**LIST OF TASKS:**
1. According to the article on disability representation in the media, how many people in the United Kingdom have a learning disability?
2. Reproduce a passage from the article on disability representation in the media, beginning with the words "By: Eline Jeanné" and ending after the words "kinds of stereotypes.".

**TEXT SECTION:**
★ ★ ★ ★ ★ ★ ★

By: Eline Jeanné
Even though there are 13.9 million disabled people in the UK, disabled people rarely see themselves in the media.
“I think that probably ableism is the last acceptable form of discrimination in the UK, and probably in other parts of the world, because people just don’t normalise, or shall we say usualise, those experiences,” Adam Lowe, writer, publisher and founder of the LGBT emerging writers programme Young Enigma said, pointing out that the media is a crucial part of dispelling these kinds of stereotypes.
“Because they are not getting to see the perspective of disabled people or people with chronic illnesses on a regular basis, they are not aware of how those people live their lives and what the impact is on those people and their families. They have little understanding or empathy of that.”
The disability community is made up of individuals who have a diverse range of experiences, yet this is rarely reflected in the media.
“Not many people with a learning disability are represented in the media,” explained Harry Roche, Communications Assistant and Ambassador at Mencap, a charity in the United Kingdom that raises awareness about those living with learning disabilities.
“There are 1.5 million people with a learning disability in the United Kingdom, but unfortunately there are very few representatives with a learning disability in the media,” he continues. Roche shared some of his own experiences of living with a learning disability, and interacting with the media in the recent Diversity and Journalism White Paper, that Media Diversity Institute contributed to along with several other journalism organizations.
“Seeing people with a learning disability in the media means so much because they can share their success stories and their experiences of having a learning disability,” he continues, pointing out how important this visibility is for disabled audiences to see themselves, and work to combat prejudices.
“It is about raising that awareness to the public about learning disability and trying to change the publics attitudes.”

★ ★ ★ ★ ★ ★ ★

**MATERIAL SUPPLIED:**
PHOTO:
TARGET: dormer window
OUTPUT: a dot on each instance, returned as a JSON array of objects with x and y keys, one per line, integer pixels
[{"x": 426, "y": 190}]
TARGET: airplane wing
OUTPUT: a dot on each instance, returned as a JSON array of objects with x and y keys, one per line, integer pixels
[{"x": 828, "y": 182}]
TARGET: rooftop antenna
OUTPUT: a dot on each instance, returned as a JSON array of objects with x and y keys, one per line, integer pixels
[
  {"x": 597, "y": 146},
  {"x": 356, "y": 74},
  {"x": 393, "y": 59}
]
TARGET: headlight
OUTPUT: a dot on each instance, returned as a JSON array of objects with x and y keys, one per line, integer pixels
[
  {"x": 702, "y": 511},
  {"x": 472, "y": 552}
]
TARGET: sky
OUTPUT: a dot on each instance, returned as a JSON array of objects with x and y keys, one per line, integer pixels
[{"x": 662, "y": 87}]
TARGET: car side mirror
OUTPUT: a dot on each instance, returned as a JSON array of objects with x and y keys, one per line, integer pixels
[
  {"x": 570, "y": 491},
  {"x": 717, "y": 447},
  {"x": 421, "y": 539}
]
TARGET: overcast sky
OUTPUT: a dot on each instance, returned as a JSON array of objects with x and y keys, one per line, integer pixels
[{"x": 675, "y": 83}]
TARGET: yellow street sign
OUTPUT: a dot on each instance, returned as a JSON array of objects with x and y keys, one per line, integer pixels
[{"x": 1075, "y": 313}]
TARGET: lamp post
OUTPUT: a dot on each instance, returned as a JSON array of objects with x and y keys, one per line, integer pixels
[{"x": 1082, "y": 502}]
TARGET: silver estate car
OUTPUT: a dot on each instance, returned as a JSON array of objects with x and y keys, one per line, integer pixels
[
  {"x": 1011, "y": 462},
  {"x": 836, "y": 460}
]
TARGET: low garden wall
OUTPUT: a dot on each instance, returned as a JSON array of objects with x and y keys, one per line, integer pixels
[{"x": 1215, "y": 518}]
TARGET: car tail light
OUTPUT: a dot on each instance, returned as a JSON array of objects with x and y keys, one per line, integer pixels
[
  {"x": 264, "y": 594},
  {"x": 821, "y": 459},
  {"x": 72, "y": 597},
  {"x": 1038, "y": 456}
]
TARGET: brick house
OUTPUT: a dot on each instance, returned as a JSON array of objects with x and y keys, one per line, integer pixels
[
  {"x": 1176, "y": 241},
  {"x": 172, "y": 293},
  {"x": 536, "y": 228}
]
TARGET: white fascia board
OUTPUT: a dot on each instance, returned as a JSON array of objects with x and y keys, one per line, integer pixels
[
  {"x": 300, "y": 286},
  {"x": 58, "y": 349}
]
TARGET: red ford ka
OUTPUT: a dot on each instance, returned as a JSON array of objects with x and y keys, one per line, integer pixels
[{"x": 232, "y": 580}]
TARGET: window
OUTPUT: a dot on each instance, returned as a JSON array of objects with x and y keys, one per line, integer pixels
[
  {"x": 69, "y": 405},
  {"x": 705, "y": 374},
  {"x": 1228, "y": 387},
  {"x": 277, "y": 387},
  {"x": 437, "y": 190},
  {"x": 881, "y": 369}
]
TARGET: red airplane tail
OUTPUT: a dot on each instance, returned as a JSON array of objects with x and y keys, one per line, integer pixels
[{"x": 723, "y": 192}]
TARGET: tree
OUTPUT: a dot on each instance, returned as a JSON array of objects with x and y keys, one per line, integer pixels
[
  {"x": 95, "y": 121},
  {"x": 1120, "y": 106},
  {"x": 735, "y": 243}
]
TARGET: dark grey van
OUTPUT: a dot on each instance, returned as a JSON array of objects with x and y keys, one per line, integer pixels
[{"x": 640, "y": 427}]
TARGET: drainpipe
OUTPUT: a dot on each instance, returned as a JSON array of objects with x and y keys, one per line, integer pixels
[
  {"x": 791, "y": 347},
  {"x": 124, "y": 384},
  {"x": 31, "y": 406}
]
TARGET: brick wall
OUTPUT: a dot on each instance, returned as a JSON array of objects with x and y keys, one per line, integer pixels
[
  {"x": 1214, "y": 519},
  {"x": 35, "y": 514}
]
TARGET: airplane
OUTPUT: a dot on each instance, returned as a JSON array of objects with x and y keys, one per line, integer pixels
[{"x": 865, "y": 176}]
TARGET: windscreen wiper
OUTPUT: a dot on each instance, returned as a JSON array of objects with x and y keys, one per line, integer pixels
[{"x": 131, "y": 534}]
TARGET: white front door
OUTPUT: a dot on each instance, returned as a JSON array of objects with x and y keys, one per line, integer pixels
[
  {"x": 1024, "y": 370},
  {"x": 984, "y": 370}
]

★ ★ ★ ★ ★ ★ ★

**ANSWERS TO THE EXERCISES:**
1. 1.5 million

2.
By: Eline Jeanné
Even though there are 13.9 million disabled people in the UK, disabled people rarely see themselves in the media.
“I think that probably ableism is the last acceptable form of discrimination in the UK, and probably in other parts of the world, because people just don’t normalise, or shall we say usualise, those experiences,” Adam Lowe, writer, publisher and founder of the LGBT emerging writers programme Young Enigma said, pointing out that the media is a crucial part of dispelling these kinds of stereotypes.